*Objective*:
Retype the records below exactly as they appear.

*Records from a collection*:
>>

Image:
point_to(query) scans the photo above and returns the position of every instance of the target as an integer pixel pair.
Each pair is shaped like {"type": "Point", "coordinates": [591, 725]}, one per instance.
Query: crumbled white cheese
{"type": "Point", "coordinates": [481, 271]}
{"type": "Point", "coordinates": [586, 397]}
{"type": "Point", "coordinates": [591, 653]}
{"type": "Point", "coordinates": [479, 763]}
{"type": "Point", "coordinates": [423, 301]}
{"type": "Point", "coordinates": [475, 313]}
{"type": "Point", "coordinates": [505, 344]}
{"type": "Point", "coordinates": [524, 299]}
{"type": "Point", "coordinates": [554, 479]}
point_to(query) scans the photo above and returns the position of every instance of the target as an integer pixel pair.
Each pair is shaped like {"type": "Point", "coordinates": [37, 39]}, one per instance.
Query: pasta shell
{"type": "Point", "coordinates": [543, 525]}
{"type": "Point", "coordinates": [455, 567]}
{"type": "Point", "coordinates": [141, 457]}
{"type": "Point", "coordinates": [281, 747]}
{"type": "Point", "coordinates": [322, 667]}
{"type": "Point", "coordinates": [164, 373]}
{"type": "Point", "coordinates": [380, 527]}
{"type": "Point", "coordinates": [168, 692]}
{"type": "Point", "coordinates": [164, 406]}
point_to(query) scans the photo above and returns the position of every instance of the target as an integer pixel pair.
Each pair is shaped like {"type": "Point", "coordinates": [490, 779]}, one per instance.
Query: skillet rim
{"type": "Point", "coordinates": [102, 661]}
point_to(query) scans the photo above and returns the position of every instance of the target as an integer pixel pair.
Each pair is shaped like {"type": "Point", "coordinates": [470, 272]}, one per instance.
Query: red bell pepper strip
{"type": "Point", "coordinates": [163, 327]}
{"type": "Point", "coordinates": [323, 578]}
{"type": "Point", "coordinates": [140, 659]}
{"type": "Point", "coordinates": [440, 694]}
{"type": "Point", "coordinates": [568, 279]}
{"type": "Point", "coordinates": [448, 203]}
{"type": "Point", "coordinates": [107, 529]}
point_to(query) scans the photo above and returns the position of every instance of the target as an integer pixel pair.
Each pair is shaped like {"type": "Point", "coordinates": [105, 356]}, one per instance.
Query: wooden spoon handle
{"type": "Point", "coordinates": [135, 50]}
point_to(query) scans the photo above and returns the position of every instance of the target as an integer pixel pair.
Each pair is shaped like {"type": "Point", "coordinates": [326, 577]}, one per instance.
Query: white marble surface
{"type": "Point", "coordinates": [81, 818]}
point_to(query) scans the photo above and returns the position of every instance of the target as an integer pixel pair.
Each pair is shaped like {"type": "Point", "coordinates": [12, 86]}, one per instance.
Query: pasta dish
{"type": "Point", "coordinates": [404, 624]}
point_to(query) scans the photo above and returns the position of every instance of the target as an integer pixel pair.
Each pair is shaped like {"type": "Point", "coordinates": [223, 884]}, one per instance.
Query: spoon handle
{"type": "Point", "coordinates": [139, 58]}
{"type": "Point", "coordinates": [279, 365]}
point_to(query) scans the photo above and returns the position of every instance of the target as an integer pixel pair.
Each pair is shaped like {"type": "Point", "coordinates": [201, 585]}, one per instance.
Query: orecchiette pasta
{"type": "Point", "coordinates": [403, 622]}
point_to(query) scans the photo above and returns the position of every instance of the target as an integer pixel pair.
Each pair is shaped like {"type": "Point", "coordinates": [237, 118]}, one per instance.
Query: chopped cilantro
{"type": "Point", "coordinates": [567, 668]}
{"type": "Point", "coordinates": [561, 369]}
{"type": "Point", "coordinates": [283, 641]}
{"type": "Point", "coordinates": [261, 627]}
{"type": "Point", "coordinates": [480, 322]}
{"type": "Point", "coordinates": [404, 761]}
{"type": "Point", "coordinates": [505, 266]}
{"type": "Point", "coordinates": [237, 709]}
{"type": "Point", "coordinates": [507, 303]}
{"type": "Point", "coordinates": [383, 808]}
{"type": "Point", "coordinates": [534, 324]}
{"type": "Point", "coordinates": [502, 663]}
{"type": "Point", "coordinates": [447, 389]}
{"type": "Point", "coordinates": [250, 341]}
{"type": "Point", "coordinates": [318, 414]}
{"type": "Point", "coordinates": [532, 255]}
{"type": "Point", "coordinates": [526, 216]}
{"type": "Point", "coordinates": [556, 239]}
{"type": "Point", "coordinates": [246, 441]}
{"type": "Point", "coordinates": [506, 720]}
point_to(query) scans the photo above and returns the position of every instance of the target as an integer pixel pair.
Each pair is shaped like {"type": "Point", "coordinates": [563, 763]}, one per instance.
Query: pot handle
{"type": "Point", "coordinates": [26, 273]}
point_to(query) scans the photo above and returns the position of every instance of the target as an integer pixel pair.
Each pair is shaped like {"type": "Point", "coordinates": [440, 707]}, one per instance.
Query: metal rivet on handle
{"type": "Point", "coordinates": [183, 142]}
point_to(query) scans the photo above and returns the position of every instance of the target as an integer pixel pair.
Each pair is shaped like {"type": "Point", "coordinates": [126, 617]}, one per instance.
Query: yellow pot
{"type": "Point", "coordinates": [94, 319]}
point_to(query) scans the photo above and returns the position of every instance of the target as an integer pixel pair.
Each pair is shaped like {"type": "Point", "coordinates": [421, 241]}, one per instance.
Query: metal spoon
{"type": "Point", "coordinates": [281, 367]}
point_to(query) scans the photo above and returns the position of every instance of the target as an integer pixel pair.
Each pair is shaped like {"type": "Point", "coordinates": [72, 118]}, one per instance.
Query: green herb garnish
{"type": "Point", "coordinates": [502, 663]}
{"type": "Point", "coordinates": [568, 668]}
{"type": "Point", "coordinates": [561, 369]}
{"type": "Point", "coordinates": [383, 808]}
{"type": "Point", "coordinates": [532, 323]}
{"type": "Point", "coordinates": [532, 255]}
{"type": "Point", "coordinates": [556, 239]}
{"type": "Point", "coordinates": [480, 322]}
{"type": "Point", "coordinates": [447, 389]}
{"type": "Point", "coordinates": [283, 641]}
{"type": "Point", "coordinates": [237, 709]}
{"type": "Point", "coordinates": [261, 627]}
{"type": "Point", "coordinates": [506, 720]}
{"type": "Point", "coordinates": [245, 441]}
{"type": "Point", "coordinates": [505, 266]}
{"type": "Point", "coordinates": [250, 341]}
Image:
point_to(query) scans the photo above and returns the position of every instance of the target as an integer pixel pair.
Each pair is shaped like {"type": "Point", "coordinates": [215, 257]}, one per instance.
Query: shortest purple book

<<

*Solution to this task*:
Image:
point_to(query) scans the photo above and returns the position of every instance of the target as an integer pixel pair.
Each pair is shaped like {"type": "Point", "coordinates": [591, 725]}, one per instance.
Query: crumbled white cheese
{"type": "Point", "coordinates": [481, 271]}
{"type": "Point", "coordinates": [586, 397]}
{"type": "Point", "coordinates": [591, 653]}
{"type": "Point", "coordinates": [479, 763]}
{"type": "Point", "coordinates": [423, 301]}
{"type": "Point", "coordinates": [475, 313]}
{"type": "Point", "coordinates": [505, 344]}
{"type": "Point", "coordinates": [524, 299]}
{"type": "Point", "coordinates": [554, 479]}
point_to(query) scans the photo above and returns the position of every instance of the target as an integer pixel pair.
Each pair is shaped like {"type": "Point", "coordinates": [37, 39]}, one per instance.
Query: pasta shell
{"type": "Point", "coordinates": [543, 525]}
{"type": "Point", "coordinates": [455, 567]}
{"type": "Point", "coordinates": [141, 457]}
{"type": "Point", "coordinates": [281, 747]}
{"type": "Point", "coordinates": [322, 667]}
{"type": "Point", "coordinates": [164, 373]}
{"type": "Point", "coordinates": [380, 527]}
{"type": "Point", "coordinates": [168, 692]}
{"type": "Point", "coordinates": [164, 406]}
point_to(query) scans the photo above and returns the position of every instance of the target as an integer pixel pair.
Each pair is shaped like {"type": "Point", "coordinates": [490, 779]}, one per instance.
Query: skillet rim
{"type": "Point", "coordinates": [102, 661]}
point_to(query) scans the photo above and returns the position of every instance of the target as an integer pixel pair.
Each pair is shaped like {"type": "Point", "coordinates": [470, 272]}, one per instance.
Query: red bell pepper strip
{"type": "Point", "coordinates": [163, 327]}
{"type": "Point", "coordinates": [323, 578]}
{"type": "Point", "coordinates": [140, 659]}
{"type": "Point", "coordinates": [440, 694]}
{"type": "Point", "coordinates": [568, 279]}
{"type": "Point", "coordinates": [448, 203]}
{"type": "Point", "coordinates": [107, 529]}
point_to(query) scans the photo above and returns the position of every instance of the target as an integer pixel pair.
Each pair is shaped like {"type": "Point", "coordinates": [105, 356]}, one per instance.
Query: wooden spoon handle
{"type": "Point", "coordinates": [135, 50]}
point_to(query) scans the photo above and returns the position of every instance of the target as an integer pixel pair.
Each pair is shaped like {"type": "Point", "coordinates": [326, 577]}, one per instance.
Query: white marble surface
{"type": "Point", "coordinates": [81, 818]}
point_to(query) scans the photo above and returns the position of every instance of the target as an integer pixel pair.
Each pair is shaped like {"type": "Point", "coordinates": [12, 86]}, one per instance.
Query: pasta dish
{"type": "Point", "coordinates": [404, 624]}
point_to(query) scans the photo above and returns the position of every instance of the target as an integer pixel pair.
Each pair is shaped like {"type": "Point", "coordinates": [223, 884]}, one per instance.
Query: spoon handle
{"type": "Point", "coordinates": [139, 58]}
{"type": "Point", "coordinates": [279, 365]}
point_to(query) scans the photo above and returns the position of every instance of the target as an integer pixel pair.
Each pair is shaped like {"type": "Point", "coordinates": [201, 585]}, one per instance.
Query: orecchiette pasta
{"type": "Point", "coordinates": [403, 622]}
point_to(query) scans the photo above and returns the position of every instance of the target as an integer pixel pair.
Each pair is shaped like {"type": "Point", "coordinates": [237, 118]}, one per instance.
Query: chopped cilantro
{"type": "Point", "coordinates": [567, 668]}
{"type": "Point", "coordinates": [561, 369]}
{"type": "Point", "coordinates": [283, 641]}
{"type": "Point", "coordinates": [261, 627]}
{"type": "Point", "coordinates": [480, 322]}
{"type": "Point", "coordinates": [404, 761]}
{"type": "Point", "coordinates": [505, 266]}
{"type": "Point", "coordinates": [237, 709]}
{"type": "Point", "coordinates": [507, 303]}
{"type": "Point", "coordinates": [383, 808]}
{"type": "Point", "coordinates": [534, 324]}
{"type": "Point", "coordinates": [502, 663]}
{"type": "Point", "coordinates": [447, 389]}
{"type": "Point", "coordinates": [250, 341]}
{"type": "Point", "coordinates": [318, 414]}
{"type": "Point", "coordinates": [532, 255]}
{"type": "Point", "coordinates": [526, 216]}
{"type": "Point", "coordinates": [556, 239]}
{"type": "Point", "coordinates": [246, 441]}
{"type": "Point", "coordinates": [506, 720]}
point_to(query) scans the photo above and returns the position of every instance of the target as an integer pixel pair.
Each pair is shaped like {"type": "Point", "coordinates": [563, 763]}, one per instance.
Query: pot handle
{"type": "Point", "coordinates": [26, 273]}
point_to(query) scans the photo above and returns the position of every instance of the target as an integer pixel pair.
Each pair is shaped like {"type": "Point", "coordinates": [440, 707]}, one per instance.
Query: metal rivet on handle
{"type": "Point", "coordinates": [183, 142]}
point_to(query) scans the photo above and returns the position of every instance of the target as an integer pixel pair.
Each pair is shaped like {"type": "Point", "coordinates": [126, 617]}, one per instance.
Query: yellow pot
{"type": "Point", "coordinates": [94, 319]}
point_to(query) scans the photo above and returns the position of every instance of the target as an integer pixel pair.
Each pair is shaped like {"type": "Point", "coordinates": [421, 241]}, one per instance.
Query: metal spoon
{"type": "Point", "coordinates": [281, 367]}
point_to(query) scans the photo above and returns the position of every instance of the target as an integer pixel pair.
Each pair is shaped like {"type": "Point", "coordinates": [72, 118]}, one per instance.
Query: green herb garnish
{"type": "Point", "coordinates": [502, 663]}
{"type": "Point", "coordinates": [568, 668]}
{"type": "Point", "coordinates": [561, 369]}
{"type": "Point", "coordinates": [383, 808]}
{"type": "Point", "coordinates": [532, 323]}
{"type": "Point", "coordinates": [532, 255]}
{"type": "Point", "coordinates": [556, 239]}
{"type": "Point", "coordinates": [480, 322]}
{"type": "Point", "coordinates": [447, 389]}
{"type": "Point", "coordinates": [283, 641]}
{"type": "Point", "coordinates": [237, 709]}
{"type": "Point", "coordinates": [261, 627]}
{"type": "Point", "coordinates": [506, 720]}
{"type": "Point", "coordinates": [245, 441]}
{"type": "Point", "coordinates": [505, 266]}
{"type": "Point", "coordinates": [250, 341]}
Image:
point_to(query) scans the photo above and returns the position of every instance of the target as an integer pixel pair.
Each pair is shaped like {"type": "Point", "coordinates": [215, 257]}, one per instance.
Query: shortest purple book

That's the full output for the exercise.